## Problem
Resume the passage below on the ACE scheme and therapeutic goods annual charges, picking up after its final sentence.
++++ Page text
The benefits of the ACE scheme are:

  • Reduction in the rates of annual charges for non-biological prescription medicines and medical devices class IIa and above
  • No application fee (saving around $2.4m p.a. to industry)
  • Automatic granting of exemption upon entry on the ARTG, until turnover first commences
  • Administrative processes will be simpler as sponsors will only be required to provide a self-declaration of $0 turnover to confirm their exemption. This will particularly assist sponsors (in particular small businesses) who may not have dedicated regulatory affairs officers and third-party accountants
  • A reduction in regulatory burden to industry of an estimated $30 million over the next ten years
  • Relief from annual charges until the ARTG entry is generating turnover
  • Annual charge invoices will only be issued for non-exempt entries
  • A new waiver option will be introduced on public health/financial viability grounds.
  • For further information about the options considered to replace the LVT scheme please refer to the Regulation impact statement - Review of the low value turnover annual charge exemption scheme. For further information on the new ACE scheme please refer to the TGA website.

Changes to annual charges

Different levels of charges have been set for different classes of therapeutic goods to reflect the differing levels of risk. The significant difference in annual charges for chemical prescription medicines ($3,955) and biological prescription medicines ($6,585), represents the difference in the level of pharmacovigilance required for the biological products and potentially higher costs (e.g. in laboratory analysis of this class of product).
++++++++
++++ Given records
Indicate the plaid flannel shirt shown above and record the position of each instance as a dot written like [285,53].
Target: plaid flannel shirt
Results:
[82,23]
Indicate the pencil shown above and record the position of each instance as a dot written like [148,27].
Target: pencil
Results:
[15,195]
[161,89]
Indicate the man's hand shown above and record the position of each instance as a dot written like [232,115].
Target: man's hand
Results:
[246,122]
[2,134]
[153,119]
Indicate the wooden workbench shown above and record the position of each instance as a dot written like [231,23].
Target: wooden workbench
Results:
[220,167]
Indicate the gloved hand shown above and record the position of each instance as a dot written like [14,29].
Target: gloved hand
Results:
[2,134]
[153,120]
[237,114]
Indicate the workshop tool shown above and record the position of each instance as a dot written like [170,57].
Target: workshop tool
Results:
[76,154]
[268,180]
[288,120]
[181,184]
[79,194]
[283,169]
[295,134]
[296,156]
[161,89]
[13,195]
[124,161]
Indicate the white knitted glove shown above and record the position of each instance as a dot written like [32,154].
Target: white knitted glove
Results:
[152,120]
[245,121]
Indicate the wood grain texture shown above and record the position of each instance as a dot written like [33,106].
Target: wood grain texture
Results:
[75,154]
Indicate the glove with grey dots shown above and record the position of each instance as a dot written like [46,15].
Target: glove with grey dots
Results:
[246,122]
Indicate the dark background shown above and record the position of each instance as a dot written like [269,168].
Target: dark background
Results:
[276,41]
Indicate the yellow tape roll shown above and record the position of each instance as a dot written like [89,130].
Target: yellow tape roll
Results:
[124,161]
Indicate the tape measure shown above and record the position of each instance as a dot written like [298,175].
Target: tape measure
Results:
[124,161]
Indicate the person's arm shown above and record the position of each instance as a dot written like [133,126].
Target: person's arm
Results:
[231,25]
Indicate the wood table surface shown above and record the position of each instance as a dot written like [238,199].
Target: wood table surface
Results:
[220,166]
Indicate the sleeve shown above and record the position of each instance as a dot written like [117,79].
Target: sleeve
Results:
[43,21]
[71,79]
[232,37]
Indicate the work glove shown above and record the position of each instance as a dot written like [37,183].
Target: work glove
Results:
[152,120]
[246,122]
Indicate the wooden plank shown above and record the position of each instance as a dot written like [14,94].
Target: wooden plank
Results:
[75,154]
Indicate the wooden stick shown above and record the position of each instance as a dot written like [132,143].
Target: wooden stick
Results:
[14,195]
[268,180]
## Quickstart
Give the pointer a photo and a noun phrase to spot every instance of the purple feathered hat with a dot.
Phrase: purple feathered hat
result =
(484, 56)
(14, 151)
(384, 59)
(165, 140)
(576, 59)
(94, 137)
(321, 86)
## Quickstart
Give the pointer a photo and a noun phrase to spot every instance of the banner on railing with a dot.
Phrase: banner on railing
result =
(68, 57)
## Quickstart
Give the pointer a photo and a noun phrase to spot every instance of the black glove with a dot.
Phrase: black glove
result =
++++++++
## Response to the exercise
Whilst there is a heightened risk of adverse events from biologics compared with other prescription medicines, the annual charges for 'innovator' or recent to market chemical prescription medicines and generic medicines, which are based on out-of-patent substances which have been in the market, historically have been set at the same annual charge rate.

Assessment of our effort level and therefore associated costs showed that TGA undertakes additional pharmacovigilance activities for new prescription medicines. This includes the development and agreement of a Risk Management Plan, together with annual Periodic Safety Update Reports (PSURs). There is also increased monitoring of new products relative to established and generic medicines.

In addition, because we charge the annual charge on a 'per ARTG entry' model, and that there are usually several generic versions of each out-of-patent medicine on the Register, we are potentially recovering more in annual charges in aggregate for many generic medicine substances than comparable new chemical entity (NCE) substances.

In view of the above we have introduced a separate rate of annual charge for generic chemical prescription medicines which is lower than the rate for an innovator product.

Under these changes, chemical prescription medicines that are new chemical entities (principally, this is where the active ingredient is a chemical or radiopharmaceutical substance that is not already in any other approved medicine), and chemical prescription medicines resulting from an extension of indications or a change to an intended patient group for an existing such product, would pay the higher amount in annual charges until the 8th anniversary of their registration. After that time, provided they are not the subject of further changes to add indications or patient groups, they would pay the lower amount. Medicines that are separate and distinct from new chemical entities (for instance, different dosage forms or different strengths) would generally pay same annual charge as the relevant new chemical entity. As a result of the ACE scheme the higher amount annual charge is five percent less than it would have been in 2015-16 and the lower amount is 23 percent less than it would have been in 2015-16 without the introduction of the ACE scheme.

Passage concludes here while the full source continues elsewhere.